> [SUPPLIED MATERIAL]
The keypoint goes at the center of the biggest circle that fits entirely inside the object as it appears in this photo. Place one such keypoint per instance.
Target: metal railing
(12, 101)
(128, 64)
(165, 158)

> [WHAT YOU SHOULD DO] Rewrite the data above as a numbered list, leaving out any blank lines.

> [EXERCISE RESPONSE]
1. The keypoint goes at the center of the biggest circle that fits entirely inside the object as it appears in this photo. Place one such keypoint per instance.
2. Target: metal railing
3. (12, 101)
4. (128, 64)
5. (165, 158)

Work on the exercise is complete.